#### About this task:
Please rewrite the data below with every "positive clicks" swapped for "foreground clicks", leaving everything else as it is.

▬▬▬

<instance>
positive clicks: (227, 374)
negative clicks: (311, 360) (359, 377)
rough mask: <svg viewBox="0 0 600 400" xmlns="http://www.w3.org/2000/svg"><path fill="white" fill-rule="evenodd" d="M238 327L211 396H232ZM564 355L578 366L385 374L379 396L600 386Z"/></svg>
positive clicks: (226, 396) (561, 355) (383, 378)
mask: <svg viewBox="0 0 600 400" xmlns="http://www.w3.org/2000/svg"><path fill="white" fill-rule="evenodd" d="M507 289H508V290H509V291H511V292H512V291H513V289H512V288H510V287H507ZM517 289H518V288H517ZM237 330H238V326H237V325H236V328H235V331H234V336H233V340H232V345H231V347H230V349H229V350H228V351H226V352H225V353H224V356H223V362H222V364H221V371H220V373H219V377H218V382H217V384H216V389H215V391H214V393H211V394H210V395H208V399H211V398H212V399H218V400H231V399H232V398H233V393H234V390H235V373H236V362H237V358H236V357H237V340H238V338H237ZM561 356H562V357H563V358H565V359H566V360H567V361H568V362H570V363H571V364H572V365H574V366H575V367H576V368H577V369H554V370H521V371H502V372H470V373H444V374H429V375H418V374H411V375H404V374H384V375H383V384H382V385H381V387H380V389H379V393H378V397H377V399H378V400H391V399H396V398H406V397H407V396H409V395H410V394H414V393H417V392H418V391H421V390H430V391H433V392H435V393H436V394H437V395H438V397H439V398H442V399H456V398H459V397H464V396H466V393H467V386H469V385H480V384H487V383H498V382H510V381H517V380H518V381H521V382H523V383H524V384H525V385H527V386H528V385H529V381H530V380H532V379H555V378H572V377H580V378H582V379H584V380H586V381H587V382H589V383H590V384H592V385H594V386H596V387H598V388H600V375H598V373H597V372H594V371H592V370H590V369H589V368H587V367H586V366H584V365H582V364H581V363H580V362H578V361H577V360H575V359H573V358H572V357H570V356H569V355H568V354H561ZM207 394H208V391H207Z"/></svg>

▬▬▬

#### Response to the exercise:
<instance>
foreground clicks: (227, 374)
negative clicks: (311, 360) (359, 377)
rough mask: <svg viewBox="0 0 600 400" xmlns="http://www.w3.org/2000/svg"><path fill="white" fill-rule="evenodd" d="M238 327L211 396H232ZM564 355L578 366L385 374L379 396L600 386Z"/></svg>
foreground clicks: (226, 396) (561, 355) (383, 378)
mask: <svg viewBox="0 0 600 400" xmlns="http://www.w3.org/2000/svg"><path fill="white" fill-rule="evenodd" d="M507 289H508V290H509V291H511V292H512V291H513V289H512V288H510V287H507ZM517 289H518V288H517ZM237 330H238V326H237V325H236V328H235V331H234V336H233V340H232V345H231V347H230V349H229V350H228V351H226V352H225V353H224V356H223V362H222V364H221V371H220V373H219V377H218V382H217V384H216V389H215V391H214V393H211V394H210V395H208V399H211V398H212V399H218V400H231V399H232V398H233V393H234V390H235V373H236V362H237V358H236V357H237V340H238V338H237ZM561 356H562V357H563V358H565V359H566V360H567V361H568V362H570V363H571V364H572V365H574V366H575V367H576V368H577V369H554V370H521V371H502V372H470V373H444V374H429V375H418V374H411V375H404V374H384V375H383V384H382V385H381V387H380V389H379V393H378V397H377V399H378V400H391V399H396V398H406V397H407V396H409V395H410V394H414V393H417V392H418V391H421V390H430V391H433V392H435V393H436V394H437V395H438V397H439V398H442V399H456V398H459V397H464V396H466V393H467V386H469V385H480V384H487V383H498V382H510V381H517V380H518V381H521V382H523V383H524V384H525V385H527V386H528V385H529V381H530V380H532V379H555V378H572V377H580V378H582V379H584V380H586V381H587V382H589V383H590V384H592V385H594V386H596V387H598V388H600V375H598V373H597V372H594V371H592V370H590V369H589V368H587V367H586V366H584V365H582V364H581V363H580V362H578V361H577V360H575V359H573V358H572V357H570V356H569V355H568V354H561ZM207 394H208V391H207Z"/></svg>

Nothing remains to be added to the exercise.